• _Directions for this task_
Give as output the line that contains "[trace] white airplane", followed by every remaining line of the entries, unchanged and with nothing added.

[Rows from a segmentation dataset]
★ ★ ★
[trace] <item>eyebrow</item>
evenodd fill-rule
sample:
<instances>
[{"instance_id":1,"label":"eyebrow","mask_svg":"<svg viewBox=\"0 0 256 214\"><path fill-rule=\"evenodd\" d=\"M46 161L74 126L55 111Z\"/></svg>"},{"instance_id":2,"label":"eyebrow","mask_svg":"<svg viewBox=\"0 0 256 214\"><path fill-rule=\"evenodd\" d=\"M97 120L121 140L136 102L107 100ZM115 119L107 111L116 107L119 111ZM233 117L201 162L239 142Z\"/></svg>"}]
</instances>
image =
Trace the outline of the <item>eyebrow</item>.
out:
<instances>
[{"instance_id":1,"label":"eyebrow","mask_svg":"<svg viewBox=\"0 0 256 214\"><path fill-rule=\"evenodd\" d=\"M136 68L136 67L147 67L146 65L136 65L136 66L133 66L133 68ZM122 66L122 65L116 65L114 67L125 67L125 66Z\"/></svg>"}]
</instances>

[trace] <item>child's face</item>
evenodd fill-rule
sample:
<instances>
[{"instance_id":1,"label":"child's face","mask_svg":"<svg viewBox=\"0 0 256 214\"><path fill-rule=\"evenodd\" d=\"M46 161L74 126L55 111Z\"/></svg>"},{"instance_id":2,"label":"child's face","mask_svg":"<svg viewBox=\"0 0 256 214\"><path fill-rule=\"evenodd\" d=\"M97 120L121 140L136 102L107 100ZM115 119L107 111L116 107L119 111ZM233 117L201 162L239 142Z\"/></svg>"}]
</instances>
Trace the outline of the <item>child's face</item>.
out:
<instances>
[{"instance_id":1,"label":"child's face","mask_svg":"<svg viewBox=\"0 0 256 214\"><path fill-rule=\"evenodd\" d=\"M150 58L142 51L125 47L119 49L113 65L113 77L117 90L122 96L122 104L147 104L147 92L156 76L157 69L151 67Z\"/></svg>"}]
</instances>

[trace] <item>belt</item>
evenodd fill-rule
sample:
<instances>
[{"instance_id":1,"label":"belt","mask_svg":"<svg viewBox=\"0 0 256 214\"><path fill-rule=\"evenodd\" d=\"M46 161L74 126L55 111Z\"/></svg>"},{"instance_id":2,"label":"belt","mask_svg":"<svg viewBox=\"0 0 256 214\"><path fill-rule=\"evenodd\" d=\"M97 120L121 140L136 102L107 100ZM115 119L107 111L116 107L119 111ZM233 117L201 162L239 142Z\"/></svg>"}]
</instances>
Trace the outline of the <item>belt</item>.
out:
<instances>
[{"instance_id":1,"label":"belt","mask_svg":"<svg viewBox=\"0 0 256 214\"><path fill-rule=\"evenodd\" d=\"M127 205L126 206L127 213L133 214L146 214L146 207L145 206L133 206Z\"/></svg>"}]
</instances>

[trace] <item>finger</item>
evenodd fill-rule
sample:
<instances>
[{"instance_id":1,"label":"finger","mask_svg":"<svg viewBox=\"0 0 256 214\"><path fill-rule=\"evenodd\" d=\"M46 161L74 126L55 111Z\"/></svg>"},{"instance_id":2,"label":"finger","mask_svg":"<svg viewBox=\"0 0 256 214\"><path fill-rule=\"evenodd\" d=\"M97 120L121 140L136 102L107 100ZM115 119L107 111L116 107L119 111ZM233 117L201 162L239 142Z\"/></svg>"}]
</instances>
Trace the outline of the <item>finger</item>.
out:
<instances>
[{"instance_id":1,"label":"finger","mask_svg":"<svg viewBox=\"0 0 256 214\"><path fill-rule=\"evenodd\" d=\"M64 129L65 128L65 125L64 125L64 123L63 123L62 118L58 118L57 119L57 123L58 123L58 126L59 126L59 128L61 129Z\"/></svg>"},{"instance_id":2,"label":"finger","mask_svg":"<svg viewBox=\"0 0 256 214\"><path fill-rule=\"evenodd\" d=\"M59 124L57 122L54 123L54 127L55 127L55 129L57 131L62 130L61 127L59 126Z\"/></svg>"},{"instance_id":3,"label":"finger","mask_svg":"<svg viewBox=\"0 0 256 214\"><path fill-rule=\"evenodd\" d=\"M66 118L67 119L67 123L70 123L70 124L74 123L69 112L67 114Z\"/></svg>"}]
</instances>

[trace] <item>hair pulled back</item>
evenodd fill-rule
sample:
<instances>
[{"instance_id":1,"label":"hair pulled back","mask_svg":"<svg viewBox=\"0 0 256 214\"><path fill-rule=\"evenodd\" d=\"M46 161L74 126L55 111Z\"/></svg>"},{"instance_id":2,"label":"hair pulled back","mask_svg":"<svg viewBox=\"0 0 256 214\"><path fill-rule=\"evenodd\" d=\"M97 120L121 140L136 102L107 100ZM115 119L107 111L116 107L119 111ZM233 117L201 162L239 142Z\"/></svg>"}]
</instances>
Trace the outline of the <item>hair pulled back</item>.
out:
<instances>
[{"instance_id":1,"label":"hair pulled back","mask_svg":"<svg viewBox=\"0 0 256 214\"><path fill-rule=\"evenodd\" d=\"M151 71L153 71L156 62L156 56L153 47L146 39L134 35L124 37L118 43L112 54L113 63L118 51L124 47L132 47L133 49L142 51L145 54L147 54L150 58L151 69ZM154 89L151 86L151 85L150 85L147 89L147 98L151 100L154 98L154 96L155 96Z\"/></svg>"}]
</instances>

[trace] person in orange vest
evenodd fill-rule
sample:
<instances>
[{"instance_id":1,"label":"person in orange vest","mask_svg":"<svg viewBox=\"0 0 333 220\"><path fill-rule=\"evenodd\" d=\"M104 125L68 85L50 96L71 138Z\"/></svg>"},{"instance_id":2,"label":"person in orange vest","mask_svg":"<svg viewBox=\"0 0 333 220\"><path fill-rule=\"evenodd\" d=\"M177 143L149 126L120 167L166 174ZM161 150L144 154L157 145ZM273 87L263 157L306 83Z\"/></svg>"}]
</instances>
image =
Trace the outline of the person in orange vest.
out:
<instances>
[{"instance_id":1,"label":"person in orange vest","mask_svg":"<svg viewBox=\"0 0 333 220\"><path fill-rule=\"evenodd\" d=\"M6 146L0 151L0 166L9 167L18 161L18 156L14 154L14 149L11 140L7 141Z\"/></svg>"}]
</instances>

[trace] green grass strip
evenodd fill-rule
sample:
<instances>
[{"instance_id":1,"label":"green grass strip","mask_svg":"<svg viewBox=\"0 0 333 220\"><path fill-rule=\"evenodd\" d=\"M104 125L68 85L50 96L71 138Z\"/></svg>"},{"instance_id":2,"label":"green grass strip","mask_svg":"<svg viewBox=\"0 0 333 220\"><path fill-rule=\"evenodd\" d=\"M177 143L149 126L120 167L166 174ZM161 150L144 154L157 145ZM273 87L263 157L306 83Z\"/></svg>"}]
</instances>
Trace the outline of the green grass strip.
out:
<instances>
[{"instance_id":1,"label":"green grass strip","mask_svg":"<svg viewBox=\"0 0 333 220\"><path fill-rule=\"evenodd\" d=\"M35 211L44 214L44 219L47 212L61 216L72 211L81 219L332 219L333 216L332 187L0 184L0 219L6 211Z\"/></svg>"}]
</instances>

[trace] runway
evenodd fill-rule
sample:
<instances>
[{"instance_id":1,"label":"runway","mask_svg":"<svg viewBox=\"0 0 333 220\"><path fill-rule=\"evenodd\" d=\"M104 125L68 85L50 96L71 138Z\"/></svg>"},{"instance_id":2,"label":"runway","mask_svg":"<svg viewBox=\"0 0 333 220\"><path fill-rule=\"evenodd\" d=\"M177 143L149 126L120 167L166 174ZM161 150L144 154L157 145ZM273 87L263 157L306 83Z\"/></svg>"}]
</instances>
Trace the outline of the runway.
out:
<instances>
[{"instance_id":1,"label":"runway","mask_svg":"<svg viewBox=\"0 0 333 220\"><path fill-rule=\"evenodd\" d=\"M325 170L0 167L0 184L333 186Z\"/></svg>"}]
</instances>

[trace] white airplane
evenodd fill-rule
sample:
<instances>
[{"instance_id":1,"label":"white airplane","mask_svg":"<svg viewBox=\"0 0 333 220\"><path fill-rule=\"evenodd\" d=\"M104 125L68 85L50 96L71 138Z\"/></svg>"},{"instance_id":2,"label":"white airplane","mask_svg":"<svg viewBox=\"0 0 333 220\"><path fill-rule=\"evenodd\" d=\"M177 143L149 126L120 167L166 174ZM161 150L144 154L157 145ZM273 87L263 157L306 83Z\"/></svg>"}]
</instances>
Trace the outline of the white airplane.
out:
★ ★ ★
• _Correct result_
[trace] white airplane
evenodd fill-rule
sample:
<instances>
[{"instance_id":1,"label":"white airplane","mask_svg":"<svg viewBox=\"0 0 333 220\"><path fill-rule=\"evenodd\" d=\"M104 125L68 85L50 96L71 138Z\"/></svg>"},{"instance_id":2,"label":"white airplane","mask_svg":"<svg viewBox=\"0 0 333 220\"><path fill-rule=\"evenodd\" d=\"M177 143L149 126L120 167L166 174ZM161 150L144 154L157 145ZM273 87L263 157L306 83Z\"/></svg>"}]
</instances>
Trace the outline of the white airplane.
out:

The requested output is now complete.